## BEGIN SUPPLIED ENTRIES
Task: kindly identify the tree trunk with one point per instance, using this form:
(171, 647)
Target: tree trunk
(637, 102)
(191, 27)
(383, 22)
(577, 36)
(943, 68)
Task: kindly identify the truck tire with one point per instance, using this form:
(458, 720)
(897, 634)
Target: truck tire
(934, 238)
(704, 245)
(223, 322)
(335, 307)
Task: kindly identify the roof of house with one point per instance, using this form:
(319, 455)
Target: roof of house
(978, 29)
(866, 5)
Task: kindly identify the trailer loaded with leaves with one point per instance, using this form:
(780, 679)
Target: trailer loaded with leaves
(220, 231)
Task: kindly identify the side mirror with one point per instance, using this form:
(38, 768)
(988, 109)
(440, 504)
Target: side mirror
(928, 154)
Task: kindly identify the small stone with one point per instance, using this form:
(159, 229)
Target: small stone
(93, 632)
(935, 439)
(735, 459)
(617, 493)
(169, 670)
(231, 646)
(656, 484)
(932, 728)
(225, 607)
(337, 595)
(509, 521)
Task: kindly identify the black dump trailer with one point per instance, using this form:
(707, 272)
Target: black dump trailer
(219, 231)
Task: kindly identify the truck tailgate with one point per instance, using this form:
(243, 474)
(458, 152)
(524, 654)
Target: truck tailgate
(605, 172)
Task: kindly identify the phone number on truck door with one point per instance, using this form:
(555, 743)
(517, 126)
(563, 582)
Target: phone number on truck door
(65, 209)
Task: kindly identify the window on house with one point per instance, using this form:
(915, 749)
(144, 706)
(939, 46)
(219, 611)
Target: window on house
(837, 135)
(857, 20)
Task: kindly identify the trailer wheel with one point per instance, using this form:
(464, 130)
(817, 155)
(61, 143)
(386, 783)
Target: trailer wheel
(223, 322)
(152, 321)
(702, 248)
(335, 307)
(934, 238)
## END SUPPLIED ENTRIES
> **WORK INSTRUCTIONS**
Copy the data above exactly. Every line must be included.

> **RESULT FOR THIS TASK**
Task: kindly identify the tree trunk with one point per instance, using this form:
(171, 647)
Target: tree trunk
(637, 102)
(191, 27)
(383, 22)
(577, 36)
(943, 68)
Task: kindly identify the truck tire with one point per instance, using this form:
(458, 720)
(897, 634)
Target: truck tire
(934, 238)
(704, 245)
(223, 322)
(335, 307)
Task: kindly identify the roof of house with one point per instance, using this form:
(319, 455)
Target: roof of house
(978, 29)
(866, 5)
Task: kindly identify the trailer loaded with leaves with one point per instance, using this form:
(780, 679)
Target: trailer loaded with leaves
(220, 231)
Task: kindly identify the side mirror with one point per instance, using this form:
(38, 768)
(988, 109)
(440, 504)
Target: side mirror
(928, 154)
Task: kindly identify the small stone with one point per instance, using this form:
(159, 229)
Target: small stone
(93, 632)
(935, 439)
(735, 459)
(617, 493)
(169, 670)
(231, 646)
(656, 484)
(932, 728)
(225, 607)
(337, 595)
(509, 521)
Task: kindly identify the black dump trailer with one point per instance, using this form:
(707, 272)
Target: black dump trailer
(219, 231)
Task: kindly identify the truck tailgate with one point per instance, using this form:
(243, 474)
(458, 152)
(524, 654)
Target: truck tailgate
(605, 172)
Task: kindly identify the phone number on truck door with one point per instance, using this form:
(555, 743)
(517, 126)
(563, 582)
Target: phone number on truck door
(65, 209)
Task: kindly identify the window on house with one point per instance, using this form:
(915, 749)
(144, 706)
(939, 46)
(219, 611)
Target: window on house
(837, 135)
(857, 20)
Task: kindly identify the trailer wheel with one point per instance, using this form:
(464, 130)
(817, 155)
(61, 143)
(386, 783)
Target: trailer wheel
(223, 322)
(152, 321)
(702, 248)
(335, 307)
(934, 238)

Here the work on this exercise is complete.